**WHAT THIS TASK INVOLVES**
In the records below, take the line containing "Target: zipper on jacket" and every line following it, and write them out exactly.

-- THE INPUT follows --

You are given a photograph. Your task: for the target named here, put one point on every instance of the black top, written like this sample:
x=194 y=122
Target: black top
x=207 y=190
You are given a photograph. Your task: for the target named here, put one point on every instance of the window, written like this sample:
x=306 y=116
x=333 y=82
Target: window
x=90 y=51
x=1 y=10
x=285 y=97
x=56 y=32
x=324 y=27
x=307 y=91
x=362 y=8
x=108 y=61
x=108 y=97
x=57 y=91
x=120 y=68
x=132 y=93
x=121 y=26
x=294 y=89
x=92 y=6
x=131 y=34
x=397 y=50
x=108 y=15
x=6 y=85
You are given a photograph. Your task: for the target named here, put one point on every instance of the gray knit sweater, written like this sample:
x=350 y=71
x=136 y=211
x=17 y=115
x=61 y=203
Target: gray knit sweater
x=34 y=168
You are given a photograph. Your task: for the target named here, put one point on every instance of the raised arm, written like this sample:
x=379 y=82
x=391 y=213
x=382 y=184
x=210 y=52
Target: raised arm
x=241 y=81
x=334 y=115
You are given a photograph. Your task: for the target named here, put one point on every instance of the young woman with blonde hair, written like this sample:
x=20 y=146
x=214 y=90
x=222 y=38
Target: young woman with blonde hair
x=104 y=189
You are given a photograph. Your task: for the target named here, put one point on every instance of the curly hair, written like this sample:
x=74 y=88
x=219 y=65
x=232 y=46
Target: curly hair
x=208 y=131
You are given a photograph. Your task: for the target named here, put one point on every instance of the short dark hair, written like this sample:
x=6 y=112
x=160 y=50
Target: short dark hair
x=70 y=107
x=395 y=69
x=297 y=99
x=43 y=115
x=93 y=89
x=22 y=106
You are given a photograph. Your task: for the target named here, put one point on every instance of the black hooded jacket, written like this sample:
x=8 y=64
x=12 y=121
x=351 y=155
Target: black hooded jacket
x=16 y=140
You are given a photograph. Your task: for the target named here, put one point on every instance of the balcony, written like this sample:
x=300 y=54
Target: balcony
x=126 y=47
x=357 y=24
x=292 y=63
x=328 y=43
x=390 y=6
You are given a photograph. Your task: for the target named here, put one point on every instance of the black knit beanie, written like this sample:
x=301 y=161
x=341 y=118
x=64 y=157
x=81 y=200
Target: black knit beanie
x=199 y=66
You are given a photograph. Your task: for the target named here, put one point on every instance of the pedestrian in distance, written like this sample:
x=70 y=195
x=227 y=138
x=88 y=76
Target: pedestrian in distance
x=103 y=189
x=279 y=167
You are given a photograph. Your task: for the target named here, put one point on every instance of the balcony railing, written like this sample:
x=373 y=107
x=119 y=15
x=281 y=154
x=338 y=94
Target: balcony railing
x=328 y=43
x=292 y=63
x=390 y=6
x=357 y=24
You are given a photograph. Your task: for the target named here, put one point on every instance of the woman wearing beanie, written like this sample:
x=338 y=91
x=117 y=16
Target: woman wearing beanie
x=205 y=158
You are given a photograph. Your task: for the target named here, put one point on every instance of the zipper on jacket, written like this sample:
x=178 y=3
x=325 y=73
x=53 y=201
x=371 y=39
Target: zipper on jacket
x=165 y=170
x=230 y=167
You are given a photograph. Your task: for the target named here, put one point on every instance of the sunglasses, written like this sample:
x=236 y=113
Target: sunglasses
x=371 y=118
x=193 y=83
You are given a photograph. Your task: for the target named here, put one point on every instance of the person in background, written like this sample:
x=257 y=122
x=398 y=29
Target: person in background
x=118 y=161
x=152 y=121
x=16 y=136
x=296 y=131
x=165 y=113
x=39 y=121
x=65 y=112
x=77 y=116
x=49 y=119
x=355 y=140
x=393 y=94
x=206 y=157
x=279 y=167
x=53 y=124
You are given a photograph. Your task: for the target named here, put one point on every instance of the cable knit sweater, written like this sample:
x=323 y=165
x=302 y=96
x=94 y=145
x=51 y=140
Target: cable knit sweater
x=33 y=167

-- THE INPUT concluded --

**EXERCISE ANSWER**
Target: zipper on jacket
x=165 y=170
x=230 y=167
You are given a photograph. Your task: for the target named here, put one point on every instance of the sunglasses, written like this sample:
x=236 y=113
Target: sunglasses
x=371 y=118
x=193 y=83
You are given a photograph. Your task: for the target named here, put one point on every instance of the person in background, written like this sample:
x=257 y=122
x=398 y=29
Target: person in background
x=118 y=161
x=152 y=121
x=16 y=136
x=296 y=131
x=165 y=113
x=39 y=121
x=65 y=112
x=77 y=116
x=49 y=119
x=355 y=140
x=393 y=94
x=206 y=157
x=279 y=167
x=53 y=124
You are given a photograph. Your task: for the target named here, put one point on every instance of the cable knit sweater, written like this sample:
x=323 y=165
x=302 y=96
x=94 y=145
x=51 y=140
Target: cable knit sweater
x=33 y=167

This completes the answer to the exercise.